◆ Provided data:
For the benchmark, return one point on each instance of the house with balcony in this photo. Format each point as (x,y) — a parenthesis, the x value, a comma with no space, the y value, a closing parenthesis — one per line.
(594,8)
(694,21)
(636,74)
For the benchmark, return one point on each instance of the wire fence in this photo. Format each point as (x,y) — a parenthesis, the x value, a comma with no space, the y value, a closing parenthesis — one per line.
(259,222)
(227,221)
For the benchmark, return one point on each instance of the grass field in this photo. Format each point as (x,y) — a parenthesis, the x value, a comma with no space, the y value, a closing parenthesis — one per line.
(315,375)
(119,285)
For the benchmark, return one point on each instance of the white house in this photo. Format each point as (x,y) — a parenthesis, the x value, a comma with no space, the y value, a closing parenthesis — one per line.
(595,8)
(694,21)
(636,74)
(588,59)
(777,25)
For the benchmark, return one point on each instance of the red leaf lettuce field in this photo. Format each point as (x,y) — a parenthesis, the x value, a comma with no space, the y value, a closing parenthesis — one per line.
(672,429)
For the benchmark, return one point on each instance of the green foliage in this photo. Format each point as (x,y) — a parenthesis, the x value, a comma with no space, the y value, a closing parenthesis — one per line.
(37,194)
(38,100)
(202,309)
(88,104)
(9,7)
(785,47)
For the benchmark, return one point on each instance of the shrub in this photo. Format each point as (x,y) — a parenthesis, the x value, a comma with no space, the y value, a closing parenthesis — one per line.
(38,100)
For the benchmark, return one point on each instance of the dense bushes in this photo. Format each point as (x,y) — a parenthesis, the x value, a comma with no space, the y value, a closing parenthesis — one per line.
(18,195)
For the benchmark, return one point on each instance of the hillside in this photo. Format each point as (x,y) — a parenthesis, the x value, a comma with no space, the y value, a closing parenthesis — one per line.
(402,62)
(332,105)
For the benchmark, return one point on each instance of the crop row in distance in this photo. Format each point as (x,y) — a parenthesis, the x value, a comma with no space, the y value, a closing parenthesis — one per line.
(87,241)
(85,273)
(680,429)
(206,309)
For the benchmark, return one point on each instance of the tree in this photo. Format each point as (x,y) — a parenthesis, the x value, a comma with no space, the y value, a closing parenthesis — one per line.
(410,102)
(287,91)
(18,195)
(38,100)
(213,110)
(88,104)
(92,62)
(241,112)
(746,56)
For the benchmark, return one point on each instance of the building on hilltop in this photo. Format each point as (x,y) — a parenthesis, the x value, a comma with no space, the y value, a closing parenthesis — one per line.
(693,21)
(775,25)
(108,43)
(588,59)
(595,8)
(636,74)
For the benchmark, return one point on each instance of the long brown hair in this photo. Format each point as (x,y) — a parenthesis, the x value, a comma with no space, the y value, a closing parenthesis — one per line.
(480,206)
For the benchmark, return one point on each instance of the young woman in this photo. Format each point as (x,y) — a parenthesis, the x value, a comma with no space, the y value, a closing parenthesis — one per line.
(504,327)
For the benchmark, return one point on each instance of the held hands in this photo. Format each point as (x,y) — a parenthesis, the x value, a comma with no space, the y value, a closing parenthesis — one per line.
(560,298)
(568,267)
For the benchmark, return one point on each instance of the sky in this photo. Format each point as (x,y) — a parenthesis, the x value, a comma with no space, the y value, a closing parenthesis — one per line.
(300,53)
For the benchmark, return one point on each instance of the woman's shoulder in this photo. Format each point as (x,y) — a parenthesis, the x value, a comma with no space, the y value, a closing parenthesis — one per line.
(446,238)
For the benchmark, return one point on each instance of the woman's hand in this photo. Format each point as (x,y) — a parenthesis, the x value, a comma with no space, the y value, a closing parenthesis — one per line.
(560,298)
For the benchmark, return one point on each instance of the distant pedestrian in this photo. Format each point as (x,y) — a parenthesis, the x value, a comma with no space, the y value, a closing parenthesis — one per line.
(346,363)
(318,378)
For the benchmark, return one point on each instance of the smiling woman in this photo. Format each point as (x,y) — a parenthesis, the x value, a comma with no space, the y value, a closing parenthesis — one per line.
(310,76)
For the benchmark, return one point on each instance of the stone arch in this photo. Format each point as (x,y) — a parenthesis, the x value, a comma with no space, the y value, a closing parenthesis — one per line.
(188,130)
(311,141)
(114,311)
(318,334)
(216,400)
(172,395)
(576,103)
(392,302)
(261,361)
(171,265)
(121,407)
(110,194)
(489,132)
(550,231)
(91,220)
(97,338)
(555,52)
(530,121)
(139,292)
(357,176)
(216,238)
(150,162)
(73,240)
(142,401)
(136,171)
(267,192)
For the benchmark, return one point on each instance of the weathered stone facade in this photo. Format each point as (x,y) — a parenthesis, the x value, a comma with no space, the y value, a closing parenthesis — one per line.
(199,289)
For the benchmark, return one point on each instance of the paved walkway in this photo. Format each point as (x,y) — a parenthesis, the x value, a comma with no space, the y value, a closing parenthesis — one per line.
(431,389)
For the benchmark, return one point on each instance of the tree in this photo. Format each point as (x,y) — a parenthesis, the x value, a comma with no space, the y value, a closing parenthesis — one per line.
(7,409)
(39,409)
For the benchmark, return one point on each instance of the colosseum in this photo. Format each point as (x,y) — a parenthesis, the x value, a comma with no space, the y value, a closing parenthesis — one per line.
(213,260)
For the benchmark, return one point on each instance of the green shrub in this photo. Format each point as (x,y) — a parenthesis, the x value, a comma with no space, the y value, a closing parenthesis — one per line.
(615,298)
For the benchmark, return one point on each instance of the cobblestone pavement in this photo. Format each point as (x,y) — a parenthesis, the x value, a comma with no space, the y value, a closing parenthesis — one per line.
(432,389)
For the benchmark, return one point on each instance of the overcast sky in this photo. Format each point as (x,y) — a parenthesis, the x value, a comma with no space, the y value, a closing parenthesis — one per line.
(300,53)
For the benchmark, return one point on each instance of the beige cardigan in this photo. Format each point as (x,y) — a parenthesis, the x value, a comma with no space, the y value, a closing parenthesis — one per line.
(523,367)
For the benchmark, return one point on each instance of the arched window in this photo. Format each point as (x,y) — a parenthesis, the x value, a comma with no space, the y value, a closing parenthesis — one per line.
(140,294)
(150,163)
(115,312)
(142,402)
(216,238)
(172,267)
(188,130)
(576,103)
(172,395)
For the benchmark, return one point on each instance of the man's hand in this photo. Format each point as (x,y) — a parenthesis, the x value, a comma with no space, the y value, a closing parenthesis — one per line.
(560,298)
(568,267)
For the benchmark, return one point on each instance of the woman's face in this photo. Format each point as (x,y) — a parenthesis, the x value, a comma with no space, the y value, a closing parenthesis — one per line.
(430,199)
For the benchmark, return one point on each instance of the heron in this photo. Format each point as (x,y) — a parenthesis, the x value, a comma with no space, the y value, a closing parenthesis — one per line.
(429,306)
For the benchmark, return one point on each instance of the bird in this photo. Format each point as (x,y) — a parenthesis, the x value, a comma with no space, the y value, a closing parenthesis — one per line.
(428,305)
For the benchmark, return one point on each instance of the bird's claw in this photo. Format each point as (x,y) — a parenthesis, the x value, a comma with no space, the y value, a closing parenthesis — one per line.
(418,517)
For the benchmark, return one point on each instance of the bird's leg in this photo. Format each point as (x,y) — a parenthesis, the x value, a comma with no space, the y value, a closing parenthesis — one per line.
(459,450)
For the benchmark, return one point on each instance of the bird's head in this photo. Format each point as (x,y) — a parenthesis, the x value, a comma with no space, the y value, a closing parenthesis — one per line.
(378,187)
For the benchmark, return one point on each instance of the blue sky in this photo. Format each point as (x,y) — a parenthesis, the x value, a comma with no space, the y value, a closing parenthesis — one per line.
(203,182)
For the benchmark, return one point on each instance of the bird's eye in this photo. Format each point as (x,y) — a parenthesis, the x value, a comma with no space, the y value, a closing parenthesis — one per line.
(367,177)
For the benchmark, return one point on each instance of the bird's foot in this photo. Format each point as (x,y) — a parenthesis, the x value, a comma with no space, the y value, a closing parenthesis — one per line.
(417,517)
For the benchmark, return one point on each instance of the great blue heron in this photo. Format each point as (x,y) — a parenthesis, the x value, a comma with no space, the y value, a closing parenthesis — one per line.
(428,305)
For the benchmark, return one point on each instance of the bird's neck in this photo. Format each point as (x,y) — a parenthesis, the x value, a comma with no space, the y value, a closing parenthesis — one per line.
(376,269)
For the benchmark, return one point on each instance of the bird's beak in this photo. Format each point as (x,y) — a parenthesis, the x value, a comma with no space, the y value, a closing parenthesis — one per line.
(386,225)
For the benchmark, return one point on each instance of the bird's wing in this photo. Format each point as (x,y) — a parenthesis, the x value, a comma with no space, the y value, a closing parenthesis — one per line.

◆ Brief:
Reproduce exactly the lines from the one with "of the great" through the end of the entries above, both ends included.

◆ Final result:
For the benchmark, return one point on each instance of the great blue heron in this photo. Format each point as (x,y) — a parenthesis, the x value, a comma with no space, the y value, a closing parenthesis — one per line.
(428,305)
For the benchmark, return one point on each instance of the bird's neck in this photo. Format each point as (x,y) — a parenthesis, the x value, a comma with no space, the y value, a closing parenthesis — one per line.
(376,269)
For the benchmark, return one point on each instance of the bird's beak in this photo. Format each point as (x,y) — a parenthesis, the x value, a comma with no space, the y value, a closing parenthesis — one per line.
(386,225)
For the benchmark, return one point on each instance of the bird's wing in this photo. Format each point as (x,y) — a parenthesis, the x value, a comma with no space, the y value, a closing parenthesis — one per line.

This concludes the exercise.